- [Required work] Print each entry below precisely as shown.

Records drawn from a dataset:
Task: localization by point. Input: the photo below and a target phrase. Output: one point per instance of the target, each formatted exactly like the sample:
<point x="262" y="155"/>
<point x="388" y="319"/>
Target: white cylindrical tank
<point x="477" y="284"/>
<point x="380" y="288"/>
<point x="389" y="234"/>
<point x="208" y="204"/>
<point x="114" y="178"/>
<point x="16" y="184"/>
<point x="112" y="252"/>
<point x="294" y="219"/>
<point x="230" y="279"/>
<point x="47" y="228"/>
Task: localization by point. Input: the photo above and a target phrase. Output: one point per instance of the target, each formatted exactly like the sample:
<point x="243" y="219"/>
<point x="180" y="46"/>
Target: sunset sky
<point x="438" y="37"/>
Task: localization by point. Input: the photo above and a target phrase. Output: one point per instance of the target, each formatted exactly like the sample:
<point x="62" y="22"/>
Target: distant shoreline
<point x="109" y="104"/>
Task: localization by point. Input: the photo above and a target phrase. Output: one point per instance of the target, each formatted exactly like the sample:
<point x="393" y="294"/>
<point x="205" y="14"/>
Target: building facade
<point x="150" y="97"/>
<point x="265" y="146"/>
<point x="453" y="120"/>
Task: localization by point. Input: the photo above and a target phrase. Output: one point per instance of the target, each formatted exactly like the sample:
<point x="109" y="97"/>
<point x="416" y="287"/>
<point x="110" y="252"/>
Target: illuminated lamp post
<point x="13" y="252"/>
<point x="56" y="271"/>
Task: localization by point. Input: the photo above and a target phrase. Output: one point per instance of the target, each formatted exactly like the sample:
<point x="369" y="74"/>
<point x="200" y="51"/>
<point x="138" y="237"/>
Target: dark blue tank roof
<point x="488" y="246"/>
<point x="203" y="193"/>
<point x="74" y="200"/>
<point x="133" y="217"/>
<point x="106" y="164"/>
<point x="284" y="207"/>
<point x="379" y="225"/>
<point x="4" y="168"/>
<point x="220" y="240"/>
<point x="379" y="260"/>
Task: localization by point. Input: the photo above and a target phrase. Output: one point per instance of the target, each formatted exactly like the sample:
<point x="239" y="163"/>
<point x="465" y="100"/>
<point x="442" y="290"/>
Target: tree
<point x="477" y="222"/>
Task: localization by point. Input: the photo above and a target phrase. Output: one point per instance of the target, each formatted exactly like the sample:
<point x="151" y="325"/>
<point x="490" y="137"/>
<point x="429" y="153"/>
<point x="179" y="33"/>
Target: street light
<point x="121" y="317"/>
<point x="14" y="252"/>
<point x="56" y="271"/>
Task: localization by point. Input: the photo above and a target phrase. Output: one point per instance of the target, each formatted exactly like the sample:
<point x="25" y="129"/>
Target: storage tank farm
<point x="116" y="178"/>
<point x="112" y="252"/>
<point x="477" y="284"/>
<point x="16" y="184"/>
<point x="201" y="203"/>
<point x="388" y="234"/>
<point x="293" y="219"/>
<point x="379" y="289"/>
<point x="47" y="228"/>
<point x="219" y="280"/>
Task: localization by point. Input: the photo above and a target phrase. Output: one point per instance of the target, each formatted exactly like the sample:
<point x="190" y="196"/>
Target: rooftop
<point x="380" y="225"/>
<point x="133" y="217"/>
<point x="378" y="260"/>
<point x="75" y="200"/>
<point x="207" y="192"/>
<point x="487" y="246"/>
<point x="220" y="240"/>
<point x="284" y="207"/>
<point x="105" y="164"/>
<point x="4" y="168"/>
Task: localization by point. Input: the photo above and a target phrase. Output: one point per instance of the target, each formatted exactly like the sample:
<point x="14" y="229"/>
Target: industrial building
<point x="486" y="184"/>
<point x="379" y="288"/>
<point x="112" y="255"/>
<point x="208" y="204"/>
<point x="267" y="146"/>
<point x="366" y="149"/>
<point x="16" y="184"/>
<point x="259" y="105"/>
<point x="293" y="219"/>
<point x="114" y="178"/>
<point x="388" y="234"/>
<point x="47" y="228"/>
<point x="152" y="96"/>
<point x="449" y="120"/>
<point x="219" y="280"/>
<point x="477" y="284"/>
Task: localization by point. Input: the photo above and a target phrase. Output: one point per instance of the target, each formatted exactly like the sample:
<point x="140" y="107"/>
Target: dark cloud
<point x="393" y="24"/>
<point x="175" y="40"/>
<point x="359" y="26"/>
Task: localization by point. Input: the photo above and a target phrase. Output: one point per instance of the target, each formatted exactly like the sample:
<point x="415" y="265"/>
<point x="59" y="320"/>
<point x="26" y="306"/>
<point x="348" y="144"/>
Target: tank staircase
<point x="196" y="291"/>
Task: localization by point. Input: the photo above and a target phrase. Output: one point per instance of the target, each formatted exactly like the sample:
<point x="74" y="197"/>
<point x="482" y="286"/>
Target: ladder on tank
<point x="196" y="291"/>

- [Solution to the problem]
Task: localization by point. Input: the photo below and a target phrase. Output: one point per instance of the target, each formatted exactly like the sample:
<point x="262" y="155"/>
<point x="388" y="319"/>
Target: white cylindrical tank
<point x="477" y="284"/>
<point x="380" y="288"/>
<point x="389" y="234"/>
<point x="208" y="204"/>
<point x="114" y="178"/>
<point x="16" y="184"/>
<point x="112" y="252"/>
<point x="294" y="219"/>
<point x="230" y="279"/>
<point x="47" y="228"/>
Task: localization by point. Input: the photo above and a target phrase. Output: one point per instance of the target, each formatted exactly like the sample:
<point x="243" y="219"/>
<point x="180" y="46"/>
Target: sunset sky
<point x="438" y="37"/>
Task: localization by point. Input: the photo above and a target phrase. Output: one point per instance of the target, each formatted exactly like the sample:
<point x="62" y="22"/>
Target: distant shoreline
<point x="109" y="104"/>
Task: localization by point. Input: the photo above and a target phrase. Output: one point per instance of the target, each formatted exactly like the sample:
<point x="393" y="294"/>
<point x="205" y="14"/>
Target: building facade
<point x="150" y="97"/>
<point x="265" y="146"/>
<point x="453" y="120"/>
Task: localization by point. Input: the photo above and a target phrase. Output: one point per instance of the target, each formatted exactly like the sample:
<point x="109" y="97"/>
<point x="416" y="287"/>
<point x="110" y="252"/>
Target: illuminated lamp post
<point x="13" y="252"/>
<point x="56" y="271"/>
Task: localization by point. Input: the photo above and a target phrase. Output: one point per instance of the target, each formatted exactly like the sample:
<point x="369" y="74"/>
<point x="200" y="51"/>
<point x="138" y="237"/>
Target: dark blue tank roof
<point x="488" y="246"/>
<point x="203" y="193"/>
<point x="74" y="200"/>
<point x="133" y="217"/>
<point x="106" y="164"/>
<point x="284" y="207"/>
<point x="379" y="225"/>
<point x="4" y="168"/>
<point x="220" y="240"/>
<point x="379" y="260"/>
Task: localization by point. Input: the photo above and a target phrase. Output: one point per instance of the target, each formatted exactly like the sample:
<point x="239" y="163"/>
<point x="465" y="100"/>
<point x="442" y="290"/>
Target: tree
<point x="477" y="222"/>
Task: localization by point. Input: the photo above and a target phrase. Output: one point per instance of the target, each formatted exactly like the sample:
<point x="151" y="325"/>
<point x="490" y="137"/>
<point x="429" y="153"/>
<point x="179" y="33"/>
Target: street light
<point x="121" y="317"/>
<point x="14" y="252"/>
<point x="56" y="271"/>
Task: localization by point. Input: the photo above and a target phrase. Output: one point per instance of the target, each formatted exactly like the sample:
<point x="25" y="129"/>
Target: storage tank farm
<point x="116" y="178"/>
<point x="112" y="252"/>
<point x="477" y="284"/>
<point x="16" y="184"/>
<point x="201" y="203"/>
<point x="388" y="234"/>
<point x="293" y="219"/>
<point x="379" y="289"/>
<point x="47" y="228"/>
<point x="219" y="280"/>
Task: localization by point. Input: the photo above and a target phrase. Output: one point per instance of the target, each formatted exactly like the sample:
<point x="190" y="196"/>
Target: rooftop
<point x="380" y="225"/>
<point x="133" y="217"/>
<point x="378" y="260"/>
<point x="75" y="200"/>
<point x="207" y="192"/>
<point x="487" y="246"/>
<point x="220" y="240"/>
<point x="284" y="207"/>
<point x="105" y="164"/>
<point x="4" y="168"/>
Task: localization by point. Input: the photo above and a target phrase. Output: one point per instance of the target, each formatted exactly like the sample:
<point x="14" y="229"/>
Target: industrial building
<point x="486" y="184"/>
<point x="379" y="288"/>
<point x="112" y="255"/>
<point x="208" y="204"/>
<point x="267" y="146"/>
<point x="366" y="149"/>
<point x="16" y="184"/>
<point x="259" y="105"/>
<point x="293" y="219"/>
<point x="114" y="178"/>
<point x="388" y="234"/>
<point x="47" y="228"/>
<point x="152" y="96"/>
<point x="449" y="120"/>
<point x="219" y="280"/>
<point x="477" y="284"/>
Task: localization by point. Input: the photo above and a target phrase. Output: one point per instance of the target, each formatted exactly like the sample:
<point x="140" y="107"/>
Target: dark cloud
<point x="393" y="24"/>
<point x="175" y="40"/>
<point x="359" y="26"/>
Task: localization by point. Input: the photo above and a target phrase. Output: one point per instance of the target, each formatted exactly like the sample:
<point x="415" y="265"/>
<point x="59" y="320"/>
<point x="26" y="306"/>
<point x="348" y="144"/>
Target: tank staircase
<point x="196" y="291"/>
Task: localization by point. Input: the photo above and a target phrase. Output: one point per instance of the target, each formatted exactly like the sample:
<point x="74" y="197"/>
<point x="482" y="286"/>
Target: ladder on tank
<point x="196" y="291"/>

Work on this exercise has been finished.